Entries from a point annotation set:
---

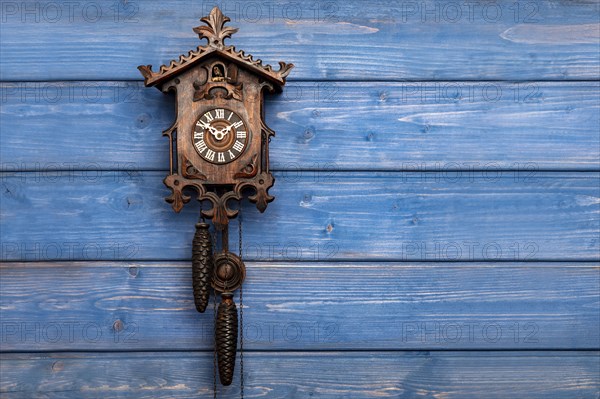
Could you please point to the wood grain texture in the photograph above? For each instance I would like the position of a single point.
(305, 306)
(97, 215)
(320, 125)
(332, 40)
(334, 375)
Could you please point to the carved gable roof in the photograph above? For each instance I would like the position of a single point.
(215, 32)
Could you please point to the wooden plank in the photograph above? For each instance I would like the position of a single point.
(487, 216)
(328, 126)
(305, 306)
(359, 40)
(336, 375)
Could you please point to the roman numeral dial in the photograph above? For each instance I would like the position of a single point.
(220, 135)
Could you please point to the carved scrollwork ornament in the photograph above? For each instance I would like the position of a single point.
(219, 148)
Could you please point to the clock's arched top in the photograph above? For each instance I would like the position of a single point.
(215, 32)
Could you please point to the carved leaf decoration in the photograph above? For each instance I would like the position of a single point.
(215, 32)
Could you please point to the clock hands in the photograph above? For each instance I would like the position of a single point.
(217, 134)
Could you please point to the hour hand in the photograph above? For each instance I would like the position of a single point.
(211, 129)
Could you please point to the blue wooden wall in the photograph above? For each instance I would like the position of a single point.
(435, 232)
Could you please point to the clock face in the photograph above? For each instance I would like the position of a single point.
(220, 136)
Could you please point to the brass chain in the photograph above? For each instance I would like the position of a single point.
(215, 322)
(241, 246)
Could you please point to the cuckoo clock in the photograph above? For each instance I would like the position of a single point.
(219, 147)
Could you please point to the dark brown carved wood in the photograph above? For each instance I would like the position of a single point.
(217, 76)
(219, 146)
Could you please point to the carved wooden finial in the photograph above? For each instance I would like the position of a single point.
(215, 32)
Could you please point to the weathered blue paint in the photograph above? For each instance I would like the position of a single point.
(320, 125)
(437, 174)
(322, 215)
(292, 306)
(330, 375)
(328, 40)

---

Written instruction >> Exactly as written, give the line containing "Could you please point to the brass" and all remaining lines of the records.

Answer to the problem >>
Could you please point to the brass chain in the photograph above? For each instance I would like the position of a single point.
(215, 322)
(241, 246)
Could you please point to the cuckoo clock in the photograph above? For each instance I would like the position of a single point.
(219, 147)
Could you please point to the dark brown carved wood in the photograph above? For each instance I would like the position of a single point.
(217, 76)
(219, 146)
Could you please point to the carved wooden finial in the photograph above? For each instance I would like the position of a single point.
(215, 32)
Could you please point to the weathered blue paint in the photograph above? For each instance I would like the position of a single point.
(320, 125)
(437, 174)
(322, 215)
(292, 306)
(330, 375)
(328, 40)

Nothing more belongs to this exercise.